Pointing dataset excerpts:
** START **

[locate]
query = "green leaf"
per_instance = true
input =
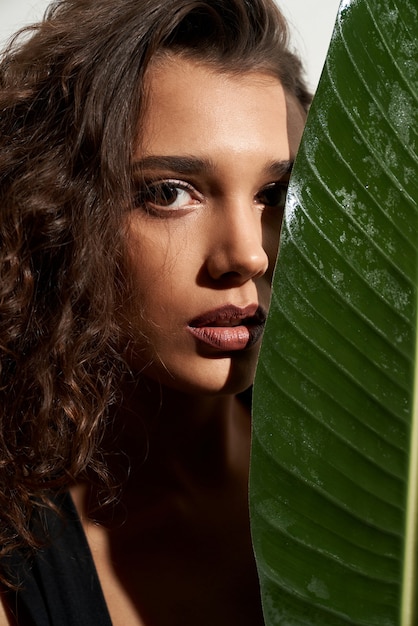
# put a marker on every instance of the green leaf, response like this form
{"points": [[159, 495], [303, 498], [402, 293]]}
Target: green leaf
{"points": [[333, 485]]}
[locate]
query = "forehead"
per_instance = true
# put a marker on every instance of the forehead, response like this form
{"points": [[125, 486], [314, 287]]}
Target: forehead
{"points": [[194, 108]]}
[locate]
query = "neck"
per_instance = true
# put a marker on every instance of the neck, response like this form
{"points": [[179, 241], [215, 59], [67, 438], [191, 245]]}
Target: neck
{"points": [[161, 425]]}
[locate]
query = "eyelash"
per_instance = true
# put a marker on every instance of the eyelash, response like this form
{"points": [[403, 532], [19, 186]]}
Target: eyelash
{"points": [[158, 197]]}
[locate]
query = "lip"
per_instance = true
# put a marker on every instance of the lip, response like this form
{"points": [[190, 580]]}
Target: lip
{"points": [[229, 328]]}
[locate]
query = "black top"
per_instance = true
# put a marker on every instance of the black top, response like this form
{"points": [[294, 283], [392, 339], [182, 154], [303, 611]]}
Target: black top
{"points": [[60, 586]]}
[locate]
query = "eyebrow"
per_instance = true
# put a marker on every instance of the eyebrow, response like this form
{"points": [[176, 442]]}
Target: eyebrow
{"points": [[188, 165]]}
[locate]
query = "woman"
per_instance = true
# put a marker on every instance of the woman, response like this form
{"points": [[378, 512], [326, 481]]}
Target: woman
{"points": [[144, 156]]}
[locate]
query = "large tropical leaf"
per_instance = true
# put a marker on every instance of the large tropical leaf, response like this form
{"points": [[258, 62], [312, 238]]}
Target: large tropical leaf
{"points": [[335, 447]]}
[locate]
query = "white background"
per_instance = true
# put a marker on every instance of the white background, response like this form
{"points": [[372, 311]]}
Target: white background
{"points": [[311, 22]]}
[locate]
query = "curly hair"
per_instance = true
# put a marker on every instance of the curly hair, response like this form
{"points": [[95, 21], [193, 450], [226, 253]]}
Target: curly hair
{"points": [[71, 98]]}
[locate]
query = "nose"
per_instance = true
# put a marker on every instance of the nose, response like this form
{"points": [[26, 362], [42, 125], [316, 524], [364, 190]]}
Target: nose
{"points": [[236, 250]]}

** END **

Task requirements: Take the entries shown above and quote them verbatim, passing over the pictures.

The completed task:
[locate]
query = "green leaf"
per_instance = true
input =
# put a marker on every instance of the green leaf, response like this form
{"points": [[159, 495], [303, 498], [402, 293]]}
Target: green leaf
{"points": [[333, 485]]}
[locate]
query = "forehead"
per_instance = true
# put a marker on every instance of the forehead, response like this form
{"points": [[125, 486], [314, 287]]}
Target: forehead
{"points": [[194, 108]]}
[locate]
query = "neck"
per_instance = true
# put a marker on every instance of the neck, response like this form
{"points": [[179, 241], [215, 59], [67, 438], [191, 245]]}
Target: neck
{"points": [[161, 425]]}
[locate]
query = "eyelash"
per_instance = true
# put a marker on every instance of the eyelash, response like this form
{"points": [[403, 532], [19, 186]]}
Target: eyelash
{"points": [[158, 197]]}
[locate]
query = "lip"
per_instance = true
# put a marker on every instance of the lip, response like this form
{"points": [[190, 580]]}
Target: lip
{"points": [[229, 328]]}
[locate]
query = "black top"
per_instance = true
# put a marker on every instance of the black top, response like this form
{"points": [[294, 283], [392, 339], [182, 154], [303, 611]]}
Target: black top
{"points": [[60, 586]]}
[locate]
query = "eyebrow"
per_instance = true
# put a marker on every instance of the eyebrow, response like this form
{"points": [[176, 442]]}
Target: eyebrow
{"points": [[188, 165]]}
[locate]
query = "woman"
per_instance = true
# put a marker on every instance of the woman, response like this form
{"points": [[378, 512], [326, 481]]}
Target: woman
{"points": [[144, 156]]}
[locate]
query = "large tropical leaf"
per_instance = true
# put a marker on every instance of the large tropical leaf, response like this form
{"points": [[258, 62], [312, 238]]}
Target: large tropical leaf
{"points": [[335, 447]]}
[locate]
query = "white background"
per_instance = true
# put a marker on every instance of the white background, response like this form
{"points": [[372, 311]]}
Target: white background
{"points": [[311, 22]]}
[locate]
query = "curly hair"
per_instance = true
# put a marker on every instance of the curly hair, response like this form
{"points": [[95, 21], [193, 450], [226, 253]]}
Target: curly hair
{"points": [[71, 98]]}
[locate]
query = "nose"
per_instance = true
# put a marker on every instance of the nose, response like this form
{"points": [[26, 362], [42, 125], [316, 524], [364, 190]]}
Target: nose
{"points": [[236, 250]]}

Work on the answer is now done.